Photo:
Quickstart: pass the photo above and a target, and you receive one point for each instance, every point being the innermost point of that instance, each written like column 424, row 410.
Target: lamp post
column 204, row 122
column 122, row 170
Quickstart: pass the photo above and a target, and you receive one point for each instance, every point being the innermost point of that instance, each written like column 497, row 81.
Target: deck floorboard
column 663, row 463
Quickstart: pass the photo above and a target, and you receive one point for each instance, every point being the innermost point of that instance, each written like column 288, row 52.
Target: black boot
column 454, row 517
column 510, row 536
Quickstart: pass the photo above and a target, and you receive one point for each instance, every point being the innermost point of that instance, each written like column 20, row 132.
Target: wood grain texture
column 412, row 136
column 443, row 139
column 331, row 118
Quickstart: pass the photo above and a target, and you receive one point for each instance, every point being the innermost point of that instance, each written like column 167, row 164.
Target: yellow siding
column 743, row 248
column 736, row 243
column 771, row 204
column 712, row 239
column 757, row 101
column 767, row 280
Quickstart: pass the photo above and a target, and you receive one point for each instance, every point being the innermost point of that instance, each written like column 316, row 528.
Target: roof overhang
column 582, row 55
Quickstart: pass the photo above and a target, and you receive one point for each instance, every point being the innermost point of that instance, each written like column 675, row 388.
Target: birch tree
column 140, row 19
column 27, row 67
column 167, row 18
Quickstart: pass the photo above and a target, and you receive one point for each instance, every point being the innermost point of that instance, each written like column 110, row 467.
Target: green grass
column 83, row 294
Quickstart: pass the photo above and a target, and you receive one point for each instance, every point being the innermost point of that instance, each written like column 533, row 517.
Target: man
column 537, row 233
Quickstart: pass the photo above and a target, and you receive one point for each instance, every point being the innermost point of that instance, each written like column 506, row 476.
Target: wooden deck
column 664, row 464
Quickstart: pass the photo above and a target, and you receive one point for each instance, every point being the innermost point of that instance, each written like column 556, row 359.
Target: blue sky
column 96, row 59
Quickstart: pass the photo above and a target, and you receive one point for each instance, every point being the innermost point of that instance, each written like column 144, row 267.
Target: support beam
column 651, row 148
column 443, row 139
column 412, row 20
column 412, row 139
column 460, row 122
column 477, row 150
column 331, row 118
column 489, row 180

★ ★ ★ ★ ★

» **Brief**: Please repeat the material above word for word.

» **Result for this exercise**:
Photo:
Quickstart: pass the photo above and a target, and you receive one point for each instance, every point being the innermost point of that instance, each written like column 424, row 410.
Target: lamp post
column 204, row 122
column 122, row 170
Quickstart: pass the photo above and a target, and you receive one point for each instance, every point being the innermost point of that instance, each written like column 497, row 81.
Target: deck floorboard
column 663, row 463
Quickstart: pass the photo above and a target, and you receive one point for each instance, every point being the innermost point of that instance, each written like column 288, row 52.
Target: black boot
column 454, row 517
column 510, row 536
Quickstart: pass the photo above and a target, and you receive one point for each instance, every point being the innermost point of that instance, each written like column 20, row 132.
Target: wood grain texture
column 412, row 136
column 443, row 139
column 331, row 118
Quickstart: pass the photo above and a target, and you receive one point for each instance, every point being the innermost point of that instance, each written like column 167, row 164.
Target: yellow siding
column 743, row 248
column 736, row 243
column 771, row 204
column 712, row 239
column 757, row 101
column 767, row 280
Quickstart: pass the photo above and a target, and you receive one point for each instance, every point being the innermost point of that instance, each written like column 316, row 528.
Target: roof overhang
column 582, row 55
Quickstart: pass the photo above and a target, and you receive one point for each instance, every point being the innermost point of that instance, each written like column 675, row 388.
Target: birch tree
column 140, row 19
column 27, row 67
column 167, row 18
Quickstart: pass the photo above and a target, and you receive one point for each instance, every point being the innermost point of that instance, each written like column 110, row 467.
Target: green grass
column 83, row 294
Quickstart: pass the photo above and a target, and you receive one point for each instance, every point being the innermost point of that instance, each written like column 533, row 517.
Target: man
column 537, row 233
Quickstart: pass the photo above and a target, and you receive one point for each instance, every point being the innermost point of that instance, each written like column 506, row 476.
Target: wooden deck
column 664, row 464
Quickstart: pass the photo above and a target, and you receive one point for each instance, every point being the innermost point of that instance, each written like column 556, row 359.
Target: blue sky
column 96, row 59
Quickstart: pass the photo above and a target, and you receive one point for each instance, every point being the innermost point of that instance, each written like column 144, row 267.
Target: support beam
column 651, row 148
column 443, row 139
column 412, row 20
column 412, row 139
column 460, row 122
column 477, row 150
column 331, row 118
column 489, row 180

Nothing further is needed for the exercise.